#### [Exercise]
Retype the entries word for word, leaving nothing out.

START Data extract

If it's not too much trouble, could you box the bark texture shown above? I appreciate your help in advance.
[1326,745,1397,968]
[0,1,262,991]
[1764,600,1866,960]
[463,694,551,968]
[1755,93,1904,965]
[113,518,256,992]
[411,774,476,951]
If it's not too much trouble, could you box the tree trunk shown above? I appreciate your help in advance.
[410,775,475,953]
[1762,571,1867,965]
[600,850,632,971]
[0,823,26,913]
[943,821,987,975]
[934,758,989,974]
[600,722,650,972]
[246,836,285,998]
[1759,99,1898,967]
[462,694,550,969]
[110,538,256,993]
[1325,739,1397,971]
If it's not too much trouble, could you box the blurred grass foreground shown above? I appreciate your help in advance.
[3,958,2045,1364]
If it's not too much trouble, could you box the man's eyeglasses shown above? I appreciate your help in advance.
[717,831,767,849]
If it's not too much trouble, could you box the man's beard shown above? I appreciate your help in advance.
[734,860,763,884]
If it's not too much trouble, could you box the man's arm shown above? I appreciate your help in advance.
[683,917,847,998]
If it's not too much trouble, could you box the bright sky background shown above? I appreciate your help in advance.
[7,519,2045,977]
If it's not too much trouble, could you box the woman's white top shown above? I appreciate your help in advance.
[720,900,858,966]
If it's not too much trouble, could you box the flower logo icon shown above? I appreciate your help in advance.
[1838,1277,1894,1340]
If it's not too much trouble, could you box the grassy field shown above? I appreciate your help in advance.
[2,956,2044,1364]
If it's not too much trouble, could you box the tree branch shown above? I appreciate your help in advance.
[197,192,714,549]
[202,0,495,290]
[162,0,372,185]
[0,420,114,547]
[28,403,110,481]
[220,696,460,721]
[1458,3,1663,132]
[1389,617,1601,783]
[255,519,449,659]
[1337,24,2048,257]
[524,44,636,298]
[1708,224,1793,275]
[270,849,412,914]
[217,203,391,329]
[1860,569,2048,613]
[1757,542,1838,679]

END Data extract

#### [Response to the exercise]
If it's not too much trouble, could you box the bark texture shown above? I appreciate your help in advance.
[1326,745,1397,968]
[0,1,262,991]
[1764,600,1866,960]
[463,694,551,968]
[1755,93,1904,965]
[113,518,256,992]
[411,774,476,951]
If it's not too much trouble, could you box the tree trunk shown above? I appreciate your help in advance.
[410,775,475,953]
[1762,571,1867,965]
[600,850,632,971]
[0,823,26,913]
[943,821,987,975]
[934,758,989,974]
[600,722,650,972]
[246,836,285,998]
[1759,99,1898,967]
[462,694,550,969]
[110,538,256,993]
[1325,739,1397,971]
If it's not too much trouble, could you box the blurred grass foreground shown above? I appreciate your help in advance.
[3,958,2045,1364]
If it's not too much trouble, could you box the man's eyeglasses shown above? I appreciate your help in advance.
[717,831,767,849]
If it's not too much trouble, could you box the man's beard shown above? I appreciate your help in advance.
[734,860,763,884]
If it's not too much trouble, could you box the man's arm shown above? I appreciate your help in advance.
[683,917,847,998]
If it's not too much trouble, could you box the bright sky background shown above? I appreciate your help in advance.
[7,519,2045,977]
If it's not too much trouble, could you box the woman's white top shown above? I appreciate your help in advance.
[720,900,858,966]
If it's not too much trouble, could you box the flower logo icon shown above? I appreciate your help in advance.
[1838,1277,1894,1340]
If it's not too much trouble, could you box the grassy field shown above? I appreciate your help in advance.
[2,956,2044,1364]
If it's not too much trouble, could you box the tree branch shown above? I appreciate your help in advance.
[197,192,714,549]
[202,0,495,290]
[162,0,372,185]
[0,420,114,547]
[28,403,110,481]
[220,696,460,721]
[1458,3,1663,132]
[1389,617,1601,783]
[255,519,449,659]
[1337,24,2048,257]
[524,44,636,298]
[1708,224,1793,275]
[270,849,412,914]
[217,203,391,329]
[1860,569,2048,613]
[1757,542,1838,679]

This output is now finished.